Exercise directions> Gather each line of the entries below that includes "hair".

++++ Dataset records

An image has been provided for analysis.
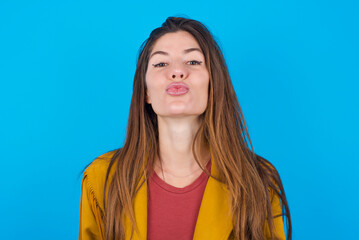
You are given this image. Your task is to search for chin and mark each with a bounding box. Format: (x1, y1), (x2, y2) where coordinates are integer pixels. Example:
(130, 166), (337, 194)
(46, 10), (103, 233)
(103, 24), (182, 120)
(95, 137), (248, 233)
(159, 109), (206, 118)
(152, 104), (207, 118)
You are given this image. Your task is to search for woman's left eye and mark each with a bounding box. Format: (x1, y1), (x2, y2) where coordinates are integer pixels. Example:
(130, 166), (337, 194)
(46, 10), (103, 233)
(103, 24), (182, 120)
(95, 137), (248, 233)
(187, 60), (202, 65)
(152, 62), (167, 68)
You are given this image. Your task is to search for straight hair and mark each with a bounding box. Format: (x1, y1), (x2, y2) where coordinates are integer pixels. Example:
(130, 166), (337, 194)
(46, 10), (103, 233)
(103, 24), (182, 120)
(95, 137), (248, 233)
(103, 17), (292, 240)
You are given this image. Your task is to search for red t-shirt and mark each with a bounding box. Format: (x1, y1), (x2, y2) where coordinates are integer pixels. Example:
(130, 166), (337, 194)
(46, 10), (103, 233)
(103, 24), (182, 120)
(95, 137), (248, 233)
(147, 161), (211, 240)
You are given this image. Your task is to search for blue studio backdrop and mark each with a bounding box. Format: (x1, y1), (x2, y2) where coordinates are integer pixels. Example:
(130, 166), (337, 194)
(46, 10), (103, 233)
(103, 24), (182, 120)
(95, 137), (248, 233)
(1, 0), (358, 239)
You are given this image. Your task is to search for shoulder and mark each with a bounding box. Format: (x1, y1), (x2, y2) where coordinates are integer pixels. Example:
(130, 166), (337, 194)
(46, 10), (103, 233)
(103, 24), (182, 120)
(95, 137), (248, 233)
(254, 154), (282, 197)
(82, 150), (117, 210)
(254, 154), (281, 184)
(255, 154), (276, 171)
(84, 150), (116, 180)
(255, 155), (287, 239)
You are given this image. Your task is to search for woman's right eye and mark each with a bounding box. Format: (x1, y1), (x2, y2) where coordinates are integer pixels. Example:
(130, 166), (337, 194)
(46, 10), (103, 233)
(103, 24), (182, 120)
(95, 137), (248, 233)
(152, 62), (167, 68)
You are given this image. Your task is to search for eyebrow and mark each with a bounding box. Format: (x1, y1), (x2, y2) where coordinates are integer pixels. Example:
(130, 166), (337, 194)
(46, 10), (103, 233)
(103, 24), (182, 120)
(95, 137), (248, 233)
(149, 48), (203, 59)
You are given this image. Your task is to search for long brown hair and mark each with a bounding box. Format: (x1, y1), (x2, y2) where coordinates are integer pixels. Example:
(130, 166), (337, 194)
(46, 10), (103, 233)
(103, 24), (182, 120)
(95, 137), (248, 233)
(104, 17), (291, 240)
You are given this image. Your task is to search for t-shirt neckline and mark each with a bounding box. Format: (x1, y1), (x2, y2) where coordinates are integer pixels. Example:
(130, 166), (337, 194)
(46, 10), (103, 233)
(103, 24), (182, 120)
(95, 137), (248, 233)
(150, 161), (211, 194)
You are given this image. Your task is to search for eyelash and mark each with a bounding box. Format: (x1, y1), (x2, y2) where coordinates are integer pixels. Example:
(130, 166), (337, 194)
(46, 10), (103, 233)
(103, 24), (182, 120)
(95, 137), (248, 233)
(152, 60), (203, 68)
(153, 62), (167, 68)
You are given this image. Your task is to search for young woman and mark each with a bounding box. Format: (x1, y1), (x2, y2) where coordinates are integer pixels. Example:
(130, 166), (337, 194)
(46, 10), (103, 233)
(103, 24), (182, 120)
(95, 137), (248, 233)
(79, 17), (292, 240)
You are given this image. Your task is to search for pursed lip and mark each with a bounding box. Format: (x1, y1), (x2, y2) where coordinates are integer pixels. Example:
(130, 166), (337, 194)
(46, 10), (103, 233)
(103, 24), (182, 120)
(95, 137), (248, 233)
(165, 82), (190, 96)
(166, 82), (189, 91)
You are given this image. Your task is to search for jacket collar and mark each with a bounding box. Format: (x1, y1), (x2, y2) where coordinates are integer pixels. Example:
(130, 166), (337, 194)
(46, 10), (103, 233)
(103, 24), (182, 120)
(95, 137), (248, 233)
(125, 160), (233, 240)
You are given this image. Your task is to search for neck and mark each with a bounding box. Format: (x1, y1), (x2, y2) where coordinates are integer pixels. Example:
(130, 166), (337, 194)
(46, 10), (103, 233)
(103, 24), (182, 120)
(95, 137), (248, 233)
(156, 116), (209, 173)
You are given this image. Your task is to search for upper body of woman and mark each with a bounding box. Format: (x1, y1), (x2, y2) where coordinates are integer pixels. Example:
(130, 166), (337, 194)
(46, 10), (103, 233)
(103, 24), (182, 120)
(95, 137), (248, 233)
(79, 17), (292, 240)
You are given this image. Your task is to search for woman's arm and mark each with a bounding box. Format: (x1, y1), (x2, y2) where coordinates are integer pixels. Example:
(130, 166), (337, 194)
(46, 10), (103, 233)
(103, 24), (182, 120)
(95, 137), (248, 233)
(265, 189), (286, 240)
(79, 171), (105, 240)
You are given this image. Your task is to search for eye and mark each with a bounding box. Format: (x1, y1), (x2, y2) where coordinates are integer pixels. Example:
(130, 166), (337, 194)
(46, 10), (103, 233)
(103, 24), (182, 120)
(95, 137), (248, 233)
(152, 62), (167, 68)
(187, 60), (203, 65)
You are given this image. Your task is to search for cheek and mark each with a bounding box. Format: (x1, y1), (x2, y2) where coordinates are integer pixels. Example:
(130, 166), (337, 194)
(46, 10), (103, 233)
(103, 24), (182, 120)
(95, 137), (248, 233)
(197, 72), (210, 94)
(201, 73), (210, 106)
(145, 73), (161, 103)
(192, 72), (210, 110)
(145, 74), (152, 103)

++++++++

Task answer>
You are given this image. Your task is to search for straight hair and mark each with a bounding box. Format: (x1, y1), (x2, y2) where coordinates are integer pixels. Example:
You are given this image. Your task is to search for long brown hair and mark each with a bounding box. Format: (x1, y1), (x2, y2) where coordinates are integer pixels. Example:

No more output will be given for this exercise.